▶ _SHORT TASK_
Reproduce each line of the listing below as a numbered list, skipping any blank lines.

++++++++++++++++++++

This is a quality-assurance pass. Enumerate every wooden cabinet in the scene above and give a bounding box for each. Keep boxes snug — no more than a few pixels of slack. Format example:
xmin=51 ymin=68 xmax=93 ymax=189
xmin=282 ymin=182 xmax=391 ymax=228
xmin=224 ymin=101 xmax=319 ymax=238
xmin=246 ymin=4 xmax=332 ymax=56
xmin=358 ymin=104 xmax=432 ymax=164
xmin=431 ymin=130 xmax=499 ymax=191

++++++++++++++++++++

▶ _CORRECT RESULT_
1. This is a quality-assurance pass. Enumerate every wooden cabinet in the scene above and give a bounding box for each. Keep boxes snug — no more than a few pixels of slack. Format example:
2. xmin=51 ymin=68 xmax=93 ymax=189
3. xmin=282 ymin=182 xmax=391 ymax=228
4. xmin=224 ymin=101 xmax=319 ymax=238
5. xmin=246 ymin=4 xmax=332 ymax=56
6. xmin=358 ymin=104 xmax=432 ymax=164
7. xmin=431 ymin=130 xmax=499 ymax=191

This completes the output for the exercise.